## begin Provided records

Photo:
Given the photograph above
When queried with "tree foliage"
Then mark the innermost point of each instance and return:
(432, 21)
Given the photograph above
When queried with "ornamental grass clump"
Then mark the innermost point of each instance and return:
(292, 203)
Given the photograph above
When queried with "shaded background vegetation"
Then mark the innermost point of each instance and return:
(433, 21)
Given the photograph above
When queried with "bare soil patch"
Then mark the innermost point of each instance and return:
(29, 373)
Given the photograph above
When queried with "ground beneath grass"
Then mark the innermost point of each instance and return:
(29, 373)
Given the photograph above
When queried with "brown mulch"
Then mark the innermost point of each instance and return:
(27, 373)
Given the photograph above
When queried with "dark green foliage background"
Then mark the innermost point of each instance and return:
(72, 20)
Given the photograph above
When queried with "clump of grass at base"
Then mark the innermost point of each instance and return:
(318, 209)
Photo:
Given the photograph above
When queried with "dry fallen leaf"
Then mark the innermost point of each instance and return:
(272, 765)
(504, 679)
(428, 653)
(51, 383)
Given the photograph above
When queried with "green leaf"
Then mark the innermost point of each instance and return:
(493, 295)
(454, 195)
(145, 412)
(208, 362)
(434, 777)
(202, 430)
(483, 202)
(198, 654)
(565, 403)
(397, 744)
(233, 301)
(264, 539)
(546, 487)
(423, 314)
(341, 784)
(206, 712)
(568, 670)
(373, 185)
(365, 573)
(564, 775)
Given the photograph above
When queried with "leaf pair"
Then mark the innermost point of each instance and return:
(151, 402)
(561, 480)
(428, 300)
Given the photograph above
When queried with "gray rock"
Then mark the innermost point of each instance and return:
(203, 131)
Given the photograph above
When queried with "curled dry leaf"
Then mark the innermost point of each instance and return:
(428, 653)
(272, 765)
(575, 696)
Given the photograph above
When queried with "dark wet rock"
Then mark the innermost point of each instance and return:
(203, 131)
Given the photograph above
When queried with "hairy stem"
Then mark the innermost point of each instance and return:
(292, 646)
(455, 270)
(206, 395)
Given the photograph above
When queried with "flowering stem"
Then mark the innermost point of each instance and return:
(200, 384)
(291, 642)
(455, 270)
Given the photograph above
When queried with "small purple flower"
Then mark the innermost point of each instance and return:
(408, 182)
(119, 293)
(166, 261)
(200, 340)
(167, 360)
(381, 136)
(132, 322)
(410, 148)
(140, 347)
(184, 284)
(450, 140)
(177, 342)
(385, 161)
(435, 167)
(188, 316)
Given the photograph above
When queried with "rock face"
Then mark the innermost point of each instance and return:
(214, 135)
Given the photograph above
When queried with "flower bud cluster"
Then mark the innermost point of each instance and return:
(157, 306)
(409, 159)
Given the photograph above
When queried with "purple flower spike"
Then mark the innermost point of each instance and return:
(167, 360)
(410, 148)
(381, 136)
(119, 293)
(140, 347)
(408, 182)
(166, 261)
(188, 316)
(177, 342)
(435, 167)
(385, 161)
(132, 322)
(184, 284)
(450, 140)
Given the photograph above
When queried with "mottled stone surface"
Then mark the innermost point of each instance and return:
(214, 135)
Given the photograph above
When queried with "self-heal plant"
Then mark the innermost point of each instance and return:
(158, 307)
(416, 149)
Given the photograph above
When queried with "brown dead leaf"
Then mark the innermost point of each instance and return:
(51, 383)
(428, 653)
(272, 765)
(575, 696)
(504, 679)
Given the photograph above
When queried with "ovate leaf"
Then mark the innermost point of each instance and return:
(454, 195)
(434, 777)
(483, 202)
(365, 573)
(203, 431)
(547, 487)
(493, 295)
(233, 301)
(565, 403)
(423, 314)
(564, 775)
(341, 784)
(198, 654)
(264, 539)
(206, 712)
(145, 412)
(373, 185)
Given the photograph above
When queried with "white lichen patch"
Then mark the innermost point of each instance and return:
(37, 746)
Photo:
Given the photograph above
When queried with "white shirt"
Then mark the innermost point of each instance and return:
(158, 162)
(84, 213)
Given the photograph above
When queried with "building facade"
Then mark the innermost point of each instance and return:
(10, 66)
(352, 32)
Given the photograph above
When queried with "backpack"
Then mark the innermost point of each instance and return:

## end Provided records

## Aim of the exercise
Exactly reproduce every line of the data above.

## Written solution
Photo:
Given the photograph above
When queried with "tree foliage"
Then mark the innermost point of each instance and return:
(432, 21)
Given the photograph above
When queried with "ornamental grass clump"
Then mark the innermost point of each instance and return:
(292, 203)
Given the photograph above
When queried with "shaded background vegetation"
Then mark the innermost point of each instance and return:
(433, 21)
Given the photograph above
When queried with "bare soil patch"
Then mark the innermost point of each instance and return:
(29, 373)
Given the photograph above
When queried with "ground beneath grass"
Then mark the innermost point of each instance and return:
(29, 373)
Given the photograph above
When queried with "brown mulch"
Then mark the innermost point of each instance and return:
(27, 373)
Given the photograph above
When queried with "dark green foliage background"
Then mark the innermost point of each instance and return:
(72, 20)
Given the photograph above
When queried with "clump of grass at base"
Then mark the innermost point of each instance and return:
(318, 209)
Photo:
Given the photograph above
When queried with "dry fallen leaf"
Then mark the innermost point of each instance and return:
(272, 765)
(504, 679)
(428, 653)
(51, 383)
Given the photograph above
When queried with "green leaf"
Then mark the innermost point of each instance and return:
(493, 295)
(454, 195)
(145, 412)
(208, 362)
(434, 777)
(202, 430)
(483, 202)
(198, 654)
(565, 403)
(397, 744)
(233, 301)
(264, 539)
(546, 487)
(423, 314)
(341, 784)
(206, 712)
(568, 670)
(373, 185)
(365, 573)
(564, 775)
Given the photograph above
When queried with "leaf pair"
Then mark the innermost point of each instance and return:
(151, 402)
(561, 480)
(428, 300)
Given the photograph above
When queried with "gray rock"
Then mark the innermost point of each instance and return:
(203, 131)
Given the photograph above
When queried with "curled dry leaf"
Then mark the innermost point of each instance and return:
(428, 653)
(272, 765)
(575, 696)
Given the photograph above
When queried with "dark wet rock"
Then mark the innermost point of each instance and return:
(203, 131)
Given the photograph above
When queried with "hairy stem"
Then mark the innermost point of each instance and return:
(292, 646)
(455, 270)
(206, 395)
Given the photograph above
When queried with "flowering stem"
Then mark the innermost point of each instance and return:
(200, 384)
(291, 642)
(455, 270)
Given the photograph above
When queried with "small purple flower"
Then mark the innermost point of each instance and return:
(408, 182)
(119, 293)
(166, 261)
(200, 340)
(167, 360)
(381, 136)
(132, 322)
(410, 148)
(140, 347)
(184, 284)
(450, 140)
(177, 342)
(385, 161)
(435, 167)
(188, 316)
Given the photograph above
When queried with "rock face"
Then mark the innermost point of each instance and return:
(214, 135)
Given the photograph above
When queried with "flower bud cluster"
Then mark the innermost point of each instance and return:
(157, 306)
(409, 159)
Given the photograph above
When queried with "purple flower spike"
Then mark the innermost point of each instance and return:
(167, 360)
(410, 148)
(381, 136)
(119, 293)
(140, 347)
(408, 182)
(166, 261)
(188, 316)
(177, 342)
(435, 167)
(385, 161)
(132, 322)
(184, 284)
(450, 140)
Given the photograph above
When queried with "mottled stone surface"
Then mark the innermost point of each instance and return:
(214, 135)
Given the photograph above
When queried with "self-heal plant"
Then mark the innermost point of each instance and return:
(158, 307)
(416, 149)
Given the photograph above
When queried with "brown dead leaf"
Then mark the innermost point of each instance and return:
(51, 383)
(428, 653)
(272, 765)
(575, 696)
(504, 679)
Given the photograph above
When queried with "ovate leaf"
Then mark the innermost point of each instance and return:
(454, 195)
(434, 777)
(483, 202)
(365, 573)
(203, 431)
(547, 487)
(493, 295)
(233, 301)
(565, 403)
(423, 314)
(564, 775)
(341, 784)
(198, 654)
(264, 539)
(206, 712)
(145, 412)
(373, 185)
Given the photograph above
When queried with "white lichen patch"
Then mark the innermost point of each instance and return:
(37, 746)
Photo:
Given the photograph above
When queried with "white shirt"
Then mark the innermost point of each instance and return:
(158, 162)
(84, 213)
Given the photograph above
When queried with "building facade"
Then mark the innermost point of each instance and return:
(10, 66)
(352, 32)
Given the photograph above
When queried with "backpack"
Then mark the innermost point of each instance and return:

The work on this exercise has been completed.